◆ **The problem**:
Format every line of the listing below as a JSON list of strings, one string per line, omitting blank lines.

Detection annotation listing

============

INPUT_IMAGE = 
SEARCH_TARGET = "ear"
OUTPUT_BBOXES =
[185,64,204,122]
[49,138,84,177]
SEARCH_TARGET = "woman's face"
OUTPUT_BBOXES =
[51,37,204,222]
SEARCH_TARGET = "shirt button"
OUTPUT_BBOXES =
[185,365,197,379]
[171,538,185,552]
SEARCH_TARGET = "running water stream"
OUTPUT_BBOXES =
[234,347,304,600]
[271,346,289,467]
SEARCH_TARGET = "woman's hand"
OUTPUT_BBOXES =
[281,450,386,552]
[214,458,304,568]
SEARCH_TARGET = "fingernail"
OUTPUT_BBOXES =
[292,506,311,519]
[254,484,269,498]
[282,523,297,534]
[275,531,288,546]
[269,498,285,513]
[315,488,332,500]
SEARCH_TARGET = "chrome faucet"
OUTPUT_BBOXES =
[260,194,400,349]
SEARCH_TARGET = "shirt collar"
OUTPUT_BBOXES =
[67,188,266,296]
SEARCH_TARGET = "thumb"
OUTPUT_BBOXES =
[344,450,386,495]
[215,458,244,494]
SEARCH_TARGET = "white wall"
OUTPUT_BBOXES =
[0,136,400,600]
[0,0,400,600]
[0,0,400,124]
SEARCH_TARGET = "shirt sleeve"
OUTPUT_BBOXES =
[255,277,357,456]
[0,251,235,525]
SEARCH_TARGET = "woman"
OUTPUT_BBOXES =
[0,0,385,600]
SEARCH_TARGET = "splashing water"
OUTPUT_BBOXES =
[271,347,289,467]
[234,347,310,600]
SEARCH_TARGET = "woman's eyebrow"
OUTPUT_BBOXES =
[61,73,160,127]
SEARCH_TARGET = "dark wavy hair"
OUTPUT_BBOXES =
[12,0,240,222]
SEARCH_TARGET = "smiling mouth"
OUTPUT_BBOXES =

============

◆ **Answer to this task**:
[
  "INPUT_IMAGE = ",
  "SEARCH_TARGET = \"ear\"",
  "OUTPUT_BBOXES =",
  "[185,64,204,122]",
  "[49,138,84,177]",
  "SEARCH_TARGET = \"woman's face\"",
  "OUTPUT_BBOXES =",
  "[51,37,204,222]",
  "SEARCH_TARGET = \"shirt button\"",
  "OUTPUT_BBOXES =",
  "[185,365,197,379]",
  "[171,538,185,552]",
  "SEARCH_TARGET = \"running water stream\"",
  "OUTPUT_BBOXES =",
  "[234,347,304,600]",
  "[271,346,289,467]",
  "SEARCH_TARGET = \"woman's hand\"",
  "OUTPUT_BBOXES =",
  "[281,450,386,552]",
  "[214,458,304,568]",
  "SEARCH_TARGET = \"fingernail\"",
  "OUTPUT_BBOXES =",
  "[292,506,311,519]",
  "[254,484,269,498]",
  "[282,523,297,534]",
  "[275,531,288,546]",
  "[269,498,285,513]",
  "[315,488,332,500]",
  "SEARCH_TARGET = \"chrome faucet\"",
  "OUTPUT_BBOXES =",
  "[260,194,400,349]",
  "SEARCH_TARGET = \"shirt collar\"",
  "OUTPUT_BBOXES =",
  "[67,188,266,296]",
  "SEARCH_TARGET = \"thumb\"",
  "OUTPUT_BBOXES =",
  "[344,450,386,495]",
  "[215,458,244,494]",
  "SEARCH_TARGET = \"white wall\"",
  "OUTPUT_BBOXES =",
  "[0,136,400,600]",
  "[0,0,400,600]",
  "[0,0,400,124]",
  "SEARCH_TARGET = \"shirt sleeve\"",
  "OUTPUT_BBOXES =",
  "[255,277,357,456]",
  "[0,251,235,525]",
  "SEARCH_TARGET = \"woman\"",
  "OUTPUT_BBOXES =",
  "[0,0,385,600]",
  "SEARCH_TARGET = \"splashing water\"",
  "OUTPUT_BBOXES =",
  "[271,347,289,467]",
  "[234,347,310,600]",
  "SEARCH_TARGET = \"woman's eyebrow\"",
  "OUTPUT_BBOXES =",
  "[61,73,160,127]",
  "SEARCH_TARGET = \"dark wavy hair\"",
  "OUTPUT_BBOXES =",
  "[12,0,240,222]",
  "SEARCH_TARGET = \"smiling mouth\"",
  "OUTPUT_BBOXES ="
]